Hal itu diketahui Sartina dari pihak Bank pada akhir bulan Januari tahun 2023.
"Saya sendiri mendaptkan berita tersebut dari pihak Bank BRI pada akhir Januari, setelah saya melakukan clering cek sebesar 500 juta rupiah. Kliring kedua saya lakukan pada tanggal 6 februari dan ternyata cek tersebut kosong, setelah saya menanyakan pembayaran, bapak Romi Ahmed mengatakan bahwasanya barang saya dirijek dan tidak dikirim. Namun, setelah saya melakukan penelusuran kepada pembeli maupun pihak terkait, ada kabar bahwasanya barang tersebut sudah dijual senilai 2 M lebih per kontainernya dan ada 2 kontainer yang sudah dikirim, namun pengakuan dari Ahmed barang saya dirijek, " kesalnya.
Kurang yakin dengan informasi yang didapat, Sartina kembali lagi ke Bank untuk menanyakan apakah ada pembayaran terkait penjualan.
"Setelah saya melakukan penelusuran lebih lanjut kepada pihak Bank, saya mendapatkan kabar bahwa benar sudah ada pembayaran dari hawer, " cetusnya.
Merasa dirugikan dan diduga ditipu, Sartina dan orang tuanya melakukan mediasi secara kekeluargaan, namun tidak mendapatkan penyelesaian sehingga Sartina melaporkan Romi Ahmed ke Polrestabes Medan.
"Oleh karena itu saya dirugikan dan merasa ditipu. Proses mediasi pun secara kekeluargaan, namun tidak adanya titik temu. Saya membuat LP di Polrestabes Medan 16 Februari 2023, " tegasnya.
Setelah melaporkan, Polrestabes Medan melakukan cek TKP di gudang Jalan Harapan Blok, Puji Mulyo, Sunggal Kabupaten Deliserdang.

(Persyaratan A) Tuliskan ulang bagian artikel mulai dari "Kurang yakin dengan" hingga "Sunggal Kabupaten Deliserdang.", termasuk kata-kata terakhir itu, tanpa mengubah apa pun.
(Persyaratan B) Cari semua baris dalam daftar yang mengandung kata "lamp", lalu salin baris-baris tersebut; perbedaan huruf besar dan kecil diperhitungkan.
Artikel di atas dan daftar berikut adalah bahan yang tidak saling berkaitan.

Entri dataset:
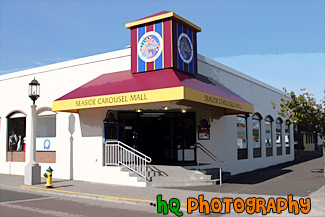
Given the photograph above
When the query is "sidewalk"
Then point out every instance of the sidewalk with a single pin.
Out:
(273, 187)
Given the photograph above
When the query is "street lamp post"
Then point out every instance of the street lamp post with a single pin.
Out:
(32, 169)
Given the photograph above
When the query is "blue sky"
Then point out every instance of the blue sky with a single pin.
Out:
(280, 42)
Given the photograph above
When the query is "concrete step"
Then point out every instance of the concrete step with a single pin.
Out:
(180, 183)
(172, 176)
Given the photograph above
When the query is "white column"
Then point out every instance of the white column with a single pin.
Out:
(32, 169)
(262, 138)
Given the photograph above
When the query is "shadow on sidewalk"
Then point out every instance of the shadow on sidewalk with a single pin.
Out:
(262, 175)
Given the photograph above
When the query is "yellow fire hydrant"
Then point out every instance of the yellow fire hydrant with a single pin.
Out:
(48, 176)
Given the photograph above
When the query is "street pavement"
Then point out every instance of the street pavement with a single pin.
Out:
(302, 179)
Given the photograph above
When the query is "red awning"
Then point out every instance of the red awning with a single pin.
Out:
(125, 88)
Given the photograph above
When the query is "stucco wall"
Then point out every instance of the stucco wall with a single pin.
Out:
(79, 137)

(Jawaban Latihan A)
Kurang yakin dengan informasi yang didapat, Sartina kembali lagi ke Bank untuk menanyakan apakah ada pembayaran terkait penjualan.
"Setelah saya melakukan penelusuran lebih lanjut kepada pihak Bank, saya mendapatkan kabar bahwa benar sudah ada pembayaran dari hawer, " cetusnya.
Merasa dirugikan dan diduga ditipu, Sartina dan orang tuanya melakukan mediasi secara kekeluargaan, namun tidak mendapatkan penyelesaian sehingga Sartina melaporkan Romi Ahmed ke Polrestabes Medan.
"Oleh karena itu saya dirugikan dan merasa ditipu. Proses mediasi pun secara kekeluargaan, namun tidak adanya titik temu. Saya membuat LP di Polrestabes Medan 16 Februari 2023, " tegasnya.
Setelah melaporkan, Polrestabes Medan melakukan cek TKP di gudang Jalan Harapan Blok, Puji Mulyo, Sunggal Kabupaten Deliserdang.

(Jawaban Latihan B)
When the query is "street lamp post"
Then point out every instance of the street lamp post with a single pin.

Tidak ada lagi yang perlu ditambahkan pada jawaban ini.